# The request
Retype each of the following rows word for word, leaving out the pictures.

# Entries provided
########

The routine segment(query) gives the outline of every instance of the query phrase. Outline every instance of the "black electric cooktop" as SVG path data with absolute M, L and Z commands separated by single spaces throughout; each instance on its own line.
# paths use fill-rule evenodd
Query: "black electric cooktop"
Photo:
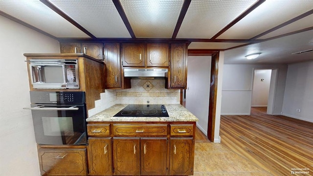
M 164 105 L 128 105 L 113 117 L 167 117 Z

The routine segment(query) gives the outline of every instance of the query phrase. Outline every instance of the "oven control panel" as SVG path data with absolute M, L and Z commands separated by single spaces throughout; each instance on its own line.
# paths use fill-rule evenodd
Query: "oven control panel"
M 83 91 L 31 91 L 31 103 L 82 104 L 86 103 Z

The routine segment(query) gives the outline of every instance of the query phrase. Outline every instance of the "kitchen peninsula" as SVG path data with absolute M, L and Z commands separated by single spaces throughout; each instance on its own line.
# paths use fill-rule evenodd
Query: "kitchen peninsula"
M 89 175 L 192 175 L 196 122 L 179 104 L 169 117 L 113 117 L 117 104 L 87 119 Z

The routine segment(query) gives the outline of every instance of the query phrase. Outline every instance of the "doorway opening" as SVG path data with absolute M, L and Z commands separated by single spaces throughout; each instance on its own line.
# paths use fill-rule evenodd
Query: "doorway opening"
M 251 115 L 272 114 L 277 69 L 254 69 Z

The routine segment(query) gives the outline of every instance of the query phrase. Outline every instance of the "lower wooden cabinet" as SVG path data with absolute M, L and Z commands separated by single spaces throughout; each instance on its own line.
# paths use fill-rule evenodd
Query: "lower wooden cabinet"
M 196 123 L 89 123 L 89 176 L 193 174 Z
M 39 150 L 42 176 L 86 176 L 86 149 Z
M 194 145 L 192 137 L 170 139 L 170 175 L 193 175 Z
M 140 174 L 140 147 L 139 138 L 113 138 L 114 175 L 138 176 Z
M 89 137 L 88 143 L 89 175 L 112 176 L 111 137 Z
M 141 175 L 167 175 L 167 138 L 142 138 L 140 148 Z

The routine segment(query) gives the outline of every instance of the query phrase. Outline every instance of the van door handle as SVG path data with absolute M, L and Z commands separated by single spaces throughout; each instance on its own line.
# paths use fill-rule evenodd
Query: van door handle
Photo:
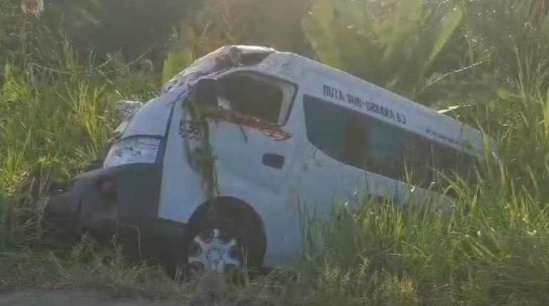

########

# The reply
The routine segment(query) gives the outline of every instance of the query phrase. Outline every instance of the "black electric cooktop" as SVG path data with absolute M, L and Z commands separated by single spaces throughout; each instance on its own line.
# paths use fill-rule evenodd
Query: "black electric cooktop"
Photo:
M 164 105 L 128 105 L 113 117 L 167 117 Z

The routine segment(query) gives the outline of every instance of the query phrase. Outline every instance of the "oven control panel" as SVG path data with absolute M, L and Z commands separated by single spaces throughout; each instance on its own line.
# paths use fill-rule evenodd
Query: "oven control panel"
M 83 91 L 31 91 L 31 103 L 82 104 L 86 103 Z

The routine segment(query) gives the outline of every instance of the query phrase. Outline every instance of the "kitchen peninsula" as SVG path data with absolute M, L and Z commands separated by single spaces throughout; each instance on its own line.
# paths use fill-rule evenodd
Query: "kitchen peninsula"
M 89 175 L 192 175 L 196 122 L 179 104 L 169 117 L 113 117 L 117 104 L 87 119 Z

The routine segment(query) gives the outline of every instance of the query phrase. Outline every instance of the "doorway opening" as SVG path data with absolute M, L and Z commands separated by single spaces throughout; each instance on its own line.
# paths use fill-rule evenodd
Query: "doorway opening"
M 251 115 L 272 114 L 277 69 L 254 69 Z

The routine segment(query) gives the outline of every instance of the query phrase. Outline every instance of the "lower wooden cabinet" as SVG path data with absolute M, L and Z commands separated by single spaces throughout; each instance on its own line.
# paths use fill-rule evenodd
Query: "lower wooden cabinet"
M 196 123 L 89 123 L 89 176 L 193 174 Z
M 39 150 L 42 176 L 86 176 L 86 149 Z
M 194 145 L 192 137 L 170 139 L 170 175 L 193 175 Z
M 140 174 L 140 147 L 139 138 L 113 138 L 114 175 L 138 176 Z
M 89 137 L 88 143 L 89 175 L 112 176 L 111 137 Z
M 141 175 L 167 175 L 167 138 L 142 138 L 140 148 Z

The routine segment(query) gives the outline of every instance of the query phrase. Outline every instance of the van door handle as SVG path data with absolute M, L and Z commands separated by single spaces throughout; each instance on its own line.
# paths use fill-rule evenodd
Query: van door handle
Photo:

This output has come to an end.